Stored entries:

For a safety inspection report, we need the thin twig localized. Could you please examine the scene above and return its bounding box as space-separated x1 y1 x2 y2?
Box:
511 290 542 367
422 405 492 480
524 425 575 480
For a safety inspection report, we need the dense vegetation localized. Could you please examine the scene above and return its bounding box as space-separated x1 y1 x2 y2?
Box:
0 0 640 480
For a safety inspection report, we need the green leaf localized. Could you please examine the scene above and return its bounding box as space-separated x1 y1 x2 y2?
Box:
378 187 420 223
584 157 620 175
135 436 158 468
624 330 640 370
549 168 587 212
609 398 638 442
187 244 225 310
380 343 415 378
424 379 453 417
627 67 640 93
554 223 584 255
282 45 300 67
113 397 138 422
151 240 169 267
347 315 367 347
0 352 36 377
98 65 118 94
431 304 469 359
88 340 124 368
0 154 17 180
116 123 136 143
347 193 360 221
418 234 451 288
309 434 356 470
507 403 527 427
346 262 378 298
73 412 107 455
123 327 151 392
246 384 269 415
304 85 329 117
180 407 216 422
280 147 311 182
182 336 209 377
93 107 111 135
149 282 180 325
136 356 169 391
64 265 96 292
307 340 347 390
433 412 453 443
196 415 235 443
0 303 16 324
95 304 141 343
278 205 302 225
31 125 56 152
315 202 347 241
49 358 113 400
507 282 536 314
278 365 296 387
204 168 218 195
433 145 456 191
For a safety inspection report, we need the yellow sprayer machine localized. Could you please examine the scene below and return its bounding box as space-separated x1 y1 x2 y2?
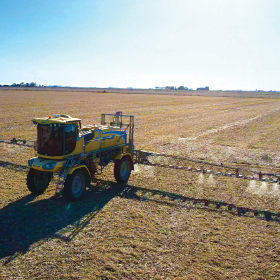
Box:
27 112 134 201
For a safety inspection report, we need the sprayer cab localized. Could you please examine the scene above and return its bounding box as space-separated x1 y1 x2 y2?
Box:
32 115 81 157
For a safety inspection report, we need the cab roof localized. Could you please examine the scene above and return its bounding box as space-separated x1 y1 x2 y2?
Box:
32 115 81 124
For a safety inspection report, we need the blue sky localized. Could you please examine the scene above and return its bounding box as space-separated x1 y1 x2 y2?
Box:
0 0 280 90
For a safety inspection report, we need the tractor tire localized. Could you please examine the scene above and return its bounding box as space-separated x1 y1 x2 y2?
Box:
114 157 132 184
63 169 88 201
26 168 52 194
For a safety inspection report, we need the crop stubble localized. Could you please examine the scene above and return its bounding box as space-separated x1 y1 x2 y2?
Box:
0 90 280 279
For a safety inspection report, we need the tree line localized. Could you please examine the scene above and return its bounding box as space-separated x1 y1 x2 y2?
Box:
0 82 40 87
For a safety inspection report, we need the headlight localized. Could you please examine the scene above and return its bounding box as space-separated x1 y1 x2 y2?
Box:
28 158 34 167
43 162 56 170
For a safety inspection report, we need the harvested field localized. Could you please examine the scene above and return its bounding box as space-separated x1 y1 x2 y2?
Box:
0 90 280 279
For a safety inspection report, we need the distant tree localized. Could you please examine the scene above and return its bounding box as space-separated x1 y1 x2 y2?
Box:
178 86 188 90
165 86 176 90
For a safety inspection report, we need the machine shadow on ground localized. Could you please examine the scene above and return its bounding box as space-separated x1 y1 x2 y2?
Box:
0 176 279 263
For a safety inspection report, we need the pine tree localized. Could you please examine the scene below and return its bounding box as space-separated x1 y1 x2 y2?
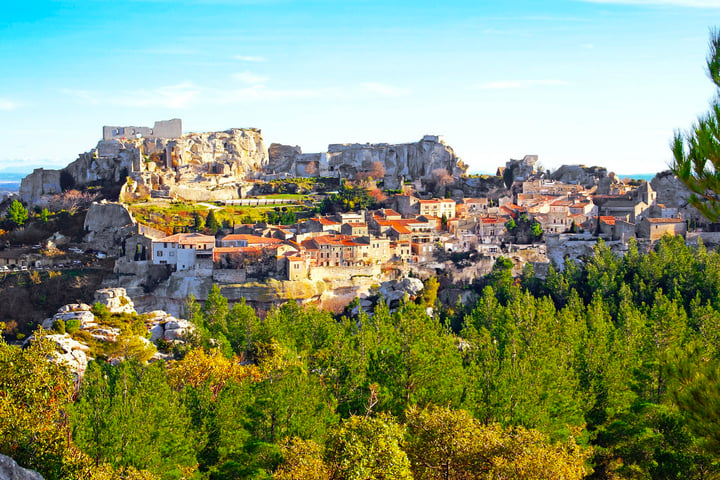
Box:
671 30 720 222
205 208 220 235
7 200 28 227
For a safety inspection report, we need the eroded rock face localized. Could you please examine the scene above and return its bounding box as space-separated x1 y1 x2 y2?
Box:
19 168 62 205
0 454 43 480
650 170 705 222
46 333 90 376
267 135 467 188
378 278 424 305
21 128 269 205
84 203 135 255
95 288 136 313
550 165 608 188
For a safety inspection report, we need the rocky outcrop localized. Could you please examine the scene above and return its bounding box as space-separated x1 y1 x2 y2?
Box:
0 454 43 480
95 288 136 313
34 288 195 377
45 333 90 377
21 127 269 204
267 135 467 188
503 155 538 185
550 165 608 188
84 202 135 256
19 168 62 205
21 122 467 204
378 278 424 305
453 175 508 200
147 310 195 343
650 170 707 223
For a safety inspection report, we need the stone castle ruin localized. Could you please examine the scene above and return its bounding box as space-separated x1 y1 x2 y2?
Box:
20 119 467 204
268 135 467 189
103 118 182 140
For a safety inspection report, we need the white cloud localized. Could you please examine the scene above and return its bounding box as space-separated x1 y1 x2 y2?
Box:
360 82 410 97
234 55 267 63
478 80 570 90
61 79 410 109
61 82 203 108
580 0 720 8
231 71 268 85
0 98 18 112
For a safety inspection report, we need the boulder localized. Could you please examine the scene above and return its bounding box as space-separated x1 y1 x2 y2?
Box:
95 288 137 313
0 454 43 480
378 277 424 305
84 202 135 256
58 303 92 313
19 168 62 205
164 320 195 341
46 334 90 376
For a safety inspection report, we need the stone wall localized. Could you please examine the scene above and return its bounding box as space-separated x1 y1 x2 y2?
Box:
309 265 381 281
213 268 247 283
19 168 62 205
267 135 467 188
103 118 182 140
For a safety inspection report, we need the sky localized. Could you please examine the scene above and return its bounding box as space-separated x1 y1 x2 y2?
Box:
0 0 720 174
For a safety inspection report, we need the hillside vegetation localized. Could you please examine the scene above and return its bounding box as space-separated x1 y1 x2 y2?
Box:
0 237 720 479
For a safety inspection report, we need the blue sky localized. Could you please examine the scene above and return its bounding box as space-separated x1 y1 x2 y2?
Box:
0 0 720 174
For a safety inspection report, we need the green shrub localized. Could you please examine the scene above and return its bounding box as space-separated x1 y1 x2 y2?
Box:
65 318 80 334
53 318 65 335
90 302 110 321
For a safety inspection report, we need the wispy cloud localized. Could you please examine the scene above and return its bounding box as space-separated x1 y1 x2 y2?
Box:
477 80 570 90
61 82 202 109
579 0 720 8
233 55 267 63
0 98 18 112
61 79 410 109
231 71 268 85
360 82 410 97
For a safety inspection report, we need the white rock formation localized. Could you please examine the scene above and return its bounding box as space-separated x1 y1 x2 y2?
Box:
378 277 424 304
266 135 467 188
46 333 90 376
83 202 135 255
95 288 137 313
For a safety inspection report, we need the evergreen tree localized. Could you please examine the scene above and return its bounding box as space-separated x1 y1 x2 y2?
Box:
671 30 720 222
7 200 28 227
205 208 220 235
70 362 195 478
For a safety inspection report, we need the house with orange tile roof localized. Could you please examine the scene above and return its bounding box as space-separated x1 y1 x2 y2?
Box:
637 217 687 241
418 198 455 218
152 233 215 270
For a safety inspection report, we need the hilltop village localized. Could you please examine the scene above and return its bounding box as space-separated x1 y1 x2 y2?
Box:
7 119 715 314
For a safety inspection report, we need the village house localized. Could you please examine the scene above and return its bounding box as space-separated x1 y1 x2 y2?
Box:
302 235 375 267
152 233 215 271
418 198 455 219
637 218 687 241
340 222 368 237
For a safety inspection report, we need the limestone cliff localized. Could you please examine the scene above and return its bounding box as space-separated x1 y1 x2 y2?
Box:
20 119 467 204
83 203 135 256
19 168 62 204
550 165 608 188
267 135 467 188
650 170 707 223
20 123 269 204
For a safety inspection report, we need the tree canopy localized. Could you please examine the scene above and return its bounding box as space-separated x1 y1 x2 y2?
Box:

* * *

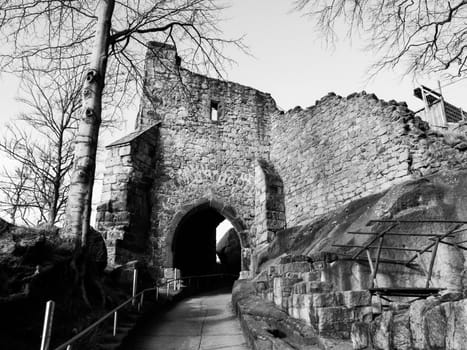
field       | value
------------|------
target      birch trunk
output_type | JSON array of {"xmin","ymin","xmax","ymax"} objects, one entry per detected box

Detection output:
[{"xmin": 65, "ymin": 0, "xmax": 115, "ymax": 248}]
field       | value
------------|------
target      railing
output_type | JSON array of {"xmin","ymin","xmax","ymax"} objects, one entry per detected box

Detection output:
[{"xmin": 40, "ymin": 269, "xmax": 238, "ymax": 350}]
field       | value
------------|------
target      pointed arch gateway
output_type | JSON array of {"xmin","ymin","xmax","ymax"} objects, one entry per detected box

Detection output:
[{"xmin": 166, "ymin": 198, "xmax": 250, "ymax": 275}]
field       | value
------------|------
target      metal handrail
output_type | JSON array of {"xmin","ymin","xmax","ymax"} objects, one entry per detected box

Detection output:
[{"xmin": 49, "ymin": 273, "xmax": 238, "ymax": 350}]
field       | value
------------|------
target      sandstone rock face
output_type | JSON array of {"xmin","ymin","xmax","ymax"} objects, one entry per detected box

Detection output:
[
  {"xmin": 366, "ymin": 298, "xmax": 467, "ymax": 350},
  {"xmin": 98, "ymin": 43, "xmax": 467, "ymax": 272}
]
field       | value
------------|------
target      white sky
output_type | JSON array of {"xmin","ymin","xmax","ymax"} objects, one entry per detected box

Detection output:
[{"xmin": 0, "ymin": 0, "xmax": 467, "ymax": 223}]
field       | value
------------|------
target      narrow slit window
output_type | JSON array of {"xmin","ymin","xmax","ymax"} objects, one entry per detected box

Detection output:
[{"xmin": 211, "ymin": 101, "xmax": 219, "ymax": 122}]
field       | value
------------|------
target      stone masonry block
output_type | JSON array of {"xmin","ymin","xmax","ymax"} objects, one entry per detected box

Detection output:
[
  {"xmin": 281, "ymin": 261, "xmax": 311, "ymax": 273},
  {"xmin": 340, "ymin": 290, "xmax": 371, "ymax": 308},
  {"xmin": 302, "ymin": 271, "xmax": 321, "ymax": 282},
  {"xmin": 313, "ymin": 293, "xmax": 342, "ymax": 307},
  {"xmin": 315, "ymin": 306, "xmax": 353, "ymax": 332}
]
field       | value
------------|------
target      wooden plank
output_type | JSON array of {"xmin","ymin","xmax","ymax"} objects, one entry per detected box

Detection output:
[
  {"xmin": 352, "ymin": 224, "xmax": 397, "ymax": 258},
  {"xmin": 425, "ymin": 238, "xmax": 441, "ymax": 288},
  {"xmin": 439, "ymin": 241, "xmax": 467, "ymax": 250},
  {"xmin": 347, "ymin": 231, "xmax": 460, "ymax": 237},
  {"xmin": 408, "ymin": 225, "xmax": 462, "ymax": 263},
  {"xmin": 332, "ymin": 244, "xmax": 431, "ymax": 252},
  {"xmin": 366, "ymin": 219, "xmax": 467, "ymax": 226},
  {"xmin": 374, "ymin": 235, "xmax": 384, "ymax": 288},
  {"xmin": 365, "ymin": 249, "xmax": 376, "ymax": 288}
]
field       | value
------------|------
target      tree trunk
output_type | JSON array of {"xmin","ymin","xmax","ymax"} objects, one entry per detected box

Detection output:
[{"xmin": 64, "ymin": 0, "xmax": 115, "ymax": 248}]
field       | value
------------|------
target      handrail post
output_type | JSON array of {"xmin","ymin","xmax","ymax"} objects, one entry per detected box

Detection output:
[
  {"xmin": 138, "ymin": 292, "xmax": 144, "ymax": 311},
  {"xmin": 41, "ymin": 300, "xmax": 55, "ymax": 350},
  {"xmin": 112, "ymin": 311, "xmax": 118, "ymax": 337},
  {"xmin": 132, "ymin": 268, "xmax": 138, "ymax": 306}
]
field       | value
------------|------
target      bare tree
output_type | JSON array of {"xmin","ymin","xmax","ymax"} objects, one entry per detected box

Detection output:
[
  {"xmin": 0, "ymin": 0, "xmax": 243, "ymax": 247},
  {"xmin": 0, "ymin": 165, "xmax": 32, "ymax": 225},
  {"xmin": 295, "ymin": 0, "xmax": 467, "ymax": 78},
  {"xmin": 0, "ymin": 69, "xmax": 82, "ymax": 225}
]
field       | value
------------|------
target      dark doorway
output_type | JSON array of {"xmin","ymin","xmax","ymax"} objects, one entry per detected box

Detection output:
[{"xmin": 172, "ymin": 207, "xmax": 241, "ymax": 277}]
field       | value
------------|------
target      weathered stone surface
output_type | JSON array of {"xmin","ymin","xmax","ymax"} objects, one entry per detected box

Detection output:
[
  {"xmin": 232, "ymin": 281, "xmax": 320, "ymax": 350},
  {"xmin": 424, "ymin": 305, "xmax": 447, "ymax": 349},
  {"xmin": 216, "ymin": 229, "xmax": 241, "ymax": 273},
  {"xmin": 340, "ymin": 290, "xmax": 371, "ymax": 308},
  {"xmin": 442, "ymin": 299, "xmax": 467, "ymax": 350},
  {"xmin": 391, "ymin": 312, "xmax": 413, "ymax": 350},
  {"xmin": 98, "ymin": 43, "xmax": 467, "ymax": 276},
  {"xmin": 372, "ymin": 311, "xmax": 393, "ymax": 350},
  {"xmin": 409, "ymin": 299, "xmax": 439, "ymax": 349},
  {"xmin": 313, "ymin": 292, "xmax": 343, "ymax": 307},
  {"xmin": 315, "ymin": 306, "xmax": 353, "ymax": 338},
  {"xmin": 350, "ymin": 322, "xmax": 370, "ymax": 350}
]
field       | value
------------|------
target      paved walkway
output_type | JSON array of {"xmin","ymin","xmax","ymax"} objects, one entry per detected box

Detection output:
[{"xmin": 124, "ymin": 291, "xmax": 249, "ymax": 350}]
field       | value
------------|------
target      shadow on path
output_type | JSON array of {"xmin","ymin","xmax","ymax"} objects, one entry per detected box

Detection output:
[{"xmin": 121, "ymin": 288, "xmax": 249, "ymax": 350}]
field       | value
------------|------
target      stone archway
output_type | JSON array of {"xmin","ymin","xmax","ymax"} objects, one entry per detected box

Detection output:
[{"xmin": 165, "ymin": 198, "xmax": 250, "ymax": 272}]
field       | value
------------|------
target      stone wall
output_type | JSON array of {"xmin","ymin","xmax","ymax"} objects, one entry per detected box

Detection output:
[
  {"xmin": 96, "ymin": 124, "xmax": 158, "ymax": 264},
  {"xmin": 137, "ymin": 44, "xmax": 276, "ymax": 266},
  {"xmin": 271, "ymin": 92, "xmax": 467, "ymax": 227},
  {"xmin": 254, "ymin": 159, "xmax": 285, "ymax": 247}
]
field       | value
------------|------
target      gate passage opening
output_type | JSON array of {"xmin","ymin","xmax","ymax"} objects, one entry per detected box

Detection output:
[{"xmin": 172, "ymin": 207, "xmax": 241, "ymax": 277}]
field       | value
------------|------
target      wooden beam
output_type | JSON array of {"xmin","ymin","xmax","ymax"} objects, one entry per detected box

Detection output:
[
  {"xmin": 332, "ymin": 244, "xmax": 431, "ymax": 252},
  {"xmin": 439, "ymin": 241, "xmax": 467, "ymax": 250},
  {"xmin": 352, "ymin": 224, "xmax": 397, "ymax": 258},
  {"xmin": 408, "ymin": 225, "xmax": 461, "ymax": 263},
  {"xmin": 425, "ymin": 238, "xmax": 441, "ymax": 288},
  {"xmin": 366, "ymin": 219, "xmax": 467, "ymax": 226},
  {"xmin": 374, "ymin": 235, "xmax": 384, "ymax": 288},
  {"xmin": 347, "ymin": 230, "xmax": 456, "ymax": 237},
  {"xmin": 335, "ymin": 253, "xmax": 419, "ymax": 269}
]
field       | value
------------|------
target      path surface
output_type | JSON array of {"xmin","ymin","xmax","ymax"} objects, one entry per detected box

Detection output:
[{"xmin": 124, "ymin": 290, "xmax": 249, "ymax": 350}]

---

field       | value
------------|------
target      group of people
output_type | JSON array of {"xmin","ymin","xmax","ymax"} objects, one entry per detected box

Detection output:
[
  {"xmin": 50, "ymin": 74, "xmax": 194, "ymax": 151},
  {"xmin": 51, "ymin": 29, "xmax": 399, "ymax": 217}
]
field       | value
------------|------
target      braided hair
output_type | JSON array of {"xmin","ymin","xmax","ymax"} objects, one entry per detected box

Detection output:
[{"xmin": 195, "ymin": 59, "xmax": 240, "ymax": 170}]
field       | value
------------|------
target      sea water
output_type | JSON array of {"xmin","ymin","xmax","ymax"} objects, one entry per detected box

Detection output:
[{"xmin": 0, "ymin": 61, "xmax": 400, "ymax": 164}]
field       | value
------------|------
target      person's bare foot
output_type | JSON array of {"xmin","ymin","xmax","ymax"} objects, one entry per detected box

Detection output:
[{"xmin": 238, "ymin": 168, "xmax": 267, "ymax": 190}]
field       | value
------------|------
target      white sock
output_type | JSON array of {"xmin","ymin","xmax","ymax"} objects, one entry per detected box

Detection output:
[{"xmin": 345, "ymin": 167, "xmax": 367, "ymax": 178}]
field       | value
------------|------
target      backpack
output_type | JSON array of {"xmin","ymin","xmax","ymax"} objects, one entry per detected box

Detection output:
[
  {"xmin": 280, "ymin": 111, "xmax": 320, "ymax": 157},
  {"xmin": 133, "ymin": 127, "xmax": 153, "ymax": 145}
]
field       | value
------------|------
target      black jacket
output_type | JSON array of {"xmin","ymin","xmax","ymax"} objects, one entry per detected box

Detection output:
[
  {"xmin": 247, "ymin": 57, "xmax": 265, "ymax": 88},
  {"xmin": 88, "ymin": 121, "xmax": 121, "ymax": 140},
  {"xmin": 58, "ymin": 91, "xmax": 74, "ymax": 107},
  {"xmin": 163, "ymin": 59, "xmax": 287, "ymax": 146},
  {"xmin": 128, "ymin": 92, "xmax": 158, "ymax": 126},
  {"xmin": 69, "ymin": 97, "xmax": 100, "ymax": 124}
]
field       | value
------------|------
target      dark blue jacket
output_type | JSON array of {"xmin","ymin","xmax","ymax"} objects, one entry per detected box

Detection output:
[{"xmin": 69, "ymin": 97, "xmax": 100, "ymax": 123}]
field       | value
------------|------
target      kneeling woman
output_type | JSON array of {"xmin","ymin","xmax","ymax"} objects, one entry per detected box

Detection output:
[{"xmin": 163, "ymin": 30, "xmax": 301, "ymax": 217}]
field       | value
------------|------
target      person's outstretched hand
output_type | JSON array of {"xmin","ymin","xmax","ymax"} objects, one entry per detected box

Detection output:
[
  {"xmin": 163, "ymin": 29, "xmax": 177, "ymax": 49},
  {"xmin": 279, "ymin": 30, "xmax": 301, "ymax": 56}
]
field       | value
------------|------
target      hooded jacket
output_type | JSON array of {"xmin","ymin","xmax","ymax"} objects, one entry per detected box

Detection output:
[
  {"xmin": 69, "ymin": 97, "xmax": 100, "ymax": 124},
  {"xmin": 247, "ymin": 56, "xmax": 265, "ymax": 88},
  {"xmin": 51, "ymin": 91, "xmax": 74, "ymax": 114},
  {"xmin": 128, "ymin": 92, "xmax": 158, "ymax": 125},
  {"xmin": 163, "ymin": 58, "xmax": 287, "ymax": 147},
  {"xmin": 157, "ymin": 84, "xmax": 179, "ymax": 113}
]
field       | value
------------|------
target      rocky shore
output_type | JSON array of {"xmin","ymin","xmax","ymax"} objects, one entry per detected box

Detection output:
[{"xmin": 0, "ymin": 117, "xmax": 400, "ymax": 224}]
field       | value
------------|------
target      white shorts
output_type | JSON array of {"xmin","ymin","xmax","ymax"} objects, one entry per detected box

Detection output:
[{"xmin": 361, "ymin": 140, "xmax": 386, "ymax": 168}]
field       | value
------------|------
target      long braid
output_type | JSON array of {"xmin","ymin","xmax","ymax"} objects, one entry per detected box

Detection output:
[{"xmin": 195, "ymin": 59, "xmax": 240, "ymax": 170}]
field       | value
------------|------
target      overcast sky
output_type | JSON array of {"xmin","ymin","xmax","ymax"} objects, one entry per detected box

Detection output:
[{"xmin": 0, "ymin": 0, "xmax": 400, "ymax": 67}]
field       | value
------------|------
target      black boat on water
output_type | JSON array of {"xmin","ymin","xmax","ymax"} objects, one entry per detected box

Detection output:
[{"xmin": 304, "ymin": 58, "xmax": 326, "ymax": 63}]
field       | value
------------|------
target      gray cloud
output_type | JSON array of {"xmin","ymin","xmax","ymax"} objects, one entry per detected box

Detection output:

▶ **INSTRUCTIONS FOR THE TASK**
Count how many lines of the listing above contain the string "person". Case counts. Reply with the number alone.

▶ **RESULT OF THE TASK**
2